**EXCERPT TO READ**
^^^^
He's not so much an unreliable narrator as a not fully-comprehending one. He gives us bits of a picture and we have to fit them together and supply missing connections. There were three men (as in the story frame)- citizen soldiers who had bonded across rank and class in a shared love of the works of Jane Austen. For Humberstall- interpreting what he doesn't know in terms of what he does- this bond is a kind of Masonry. One of the men- the alcoholic professor, now mess steward- tutors Humberstall in Austen- for cash- and he gets to enter the "lodge". The unit receives a direct hit from a bomb- in the last great German offensive of the war- and the other three are killed. Humberstall is the last of the Janeites. Only he isn't. He carries on talking Austen- because Austen has taken him over- and a nursing sister- a fellow initiate- finds him a place on an over-crowded hospital train.
It's a story about war, healing, class and the redemptive and enduring power of art. It's a text that keeps on giving.
^^^^
**DATASET CONTENT**
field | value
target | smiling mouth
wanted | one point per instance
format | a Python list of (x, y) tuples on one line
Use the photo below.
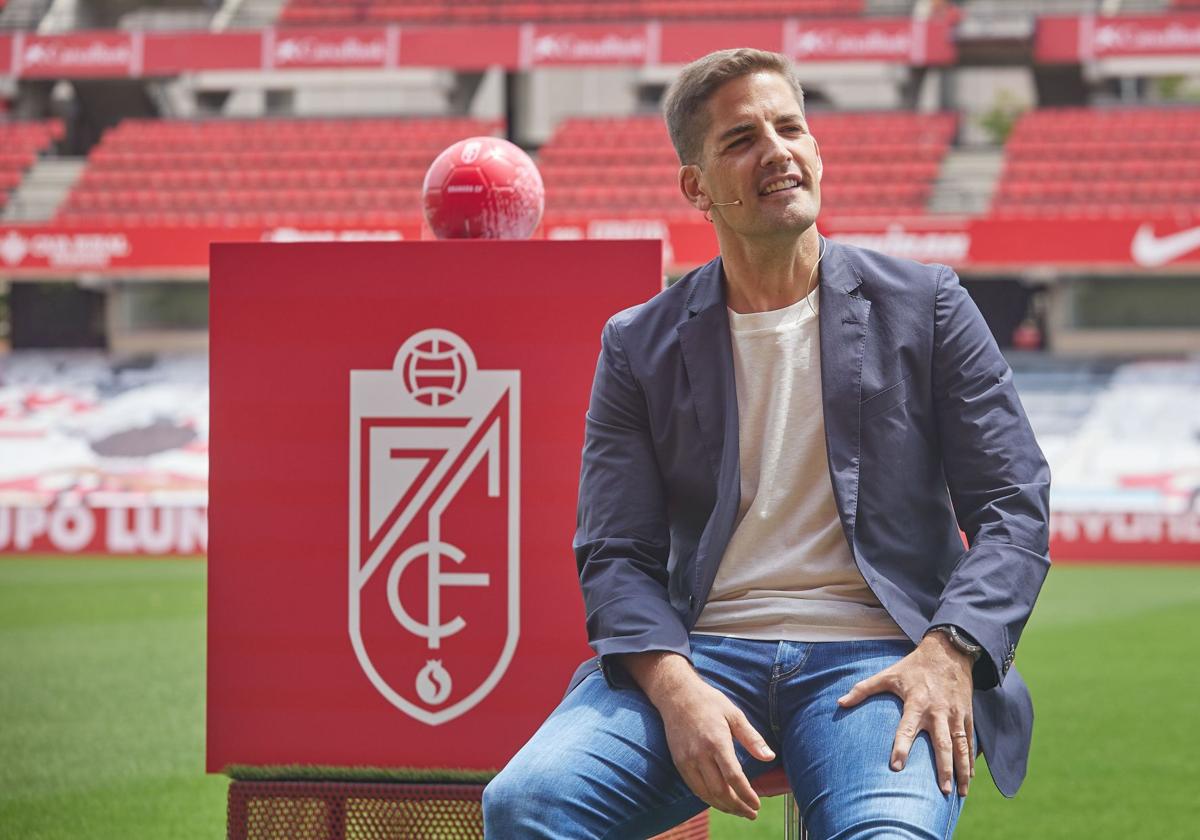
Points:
[(783, 186)]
^^^^
**WHAT YOU HAVE TO DO**
Continue the piece on Humberstall and the Janeites from its last sentence.

**OUTPUT OF THE TASK**
Kipling is a master craftsman- a writer who weighed the value of every word. Which makes him a lot like Joyce, when you come to think of it- a comparison I think worth making because it suggests how modern, how experimental a writer he is. Also, like Joyce, he demands very careful reading- with full attention to the sub-text. Again like Joyce- he must be an absolute bugger to translate. His place in the canon has been denied him because the literary establishment doesn't like his politics- though he never dabbled in fascism- as so many of the gold-standard modernists did- and he wasn't an anti-semite either. Certain of his things are ridiculously popular, others- like the Janeites- will probably only ever appeal to the few.
It has always annoyed me that the world doesn't "get" Kipling- that it's still dismissing him as a bristle-moustached jingo ("Such a coarse soul" as one of my University tutors protested) when he's actually so subtle, so humane, so very great - but on the other hand there's a pleasure in belonging to a small band of initiates- bonding across all manner of divisions- in our shared love for a favourite, undervalued writer. I've met some of my brothers and sisters here on LJ.
You know who you are, my fellow Kiplingites.